Goal of the exercise. Set the data down again, exactly as it appears below.

Records shown.
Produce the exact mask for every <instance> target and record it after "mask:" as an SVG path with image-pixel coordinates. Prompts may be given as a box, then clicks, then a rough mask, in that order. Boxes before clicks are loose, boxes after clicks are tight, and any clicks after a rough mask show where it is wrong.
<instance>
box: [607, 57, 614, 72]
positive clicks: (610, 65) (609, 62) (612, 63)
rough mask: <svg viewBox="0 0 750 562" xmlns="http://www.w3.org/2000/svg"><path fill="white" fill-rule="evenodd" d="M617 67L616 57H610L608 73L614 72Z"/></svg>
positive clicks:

Exercise result.
Produce the exact mask for every <instance> target and record it after "mask:" as an SVG path with image-pixel coordinates. Prompts may be given as a box, then clicks, then a rough mask, in that order. Boxes before clicks are loose, boxes after clicks are tight, and any clicks after a rough mask show where it is wrong.
<instance>
box: [607, 57, 614, 72]
positive clicks: (610, 65) (609, 62) (612, 63)
rough mask: <svg viewBox="0 0 750 562" xmlns="http://www.w3.org/2000/svg"><path fill="white" fill-rule="evenodd" d="M617 67L616 57H610L608 73L614 72Z"/></svg>
positive clicks:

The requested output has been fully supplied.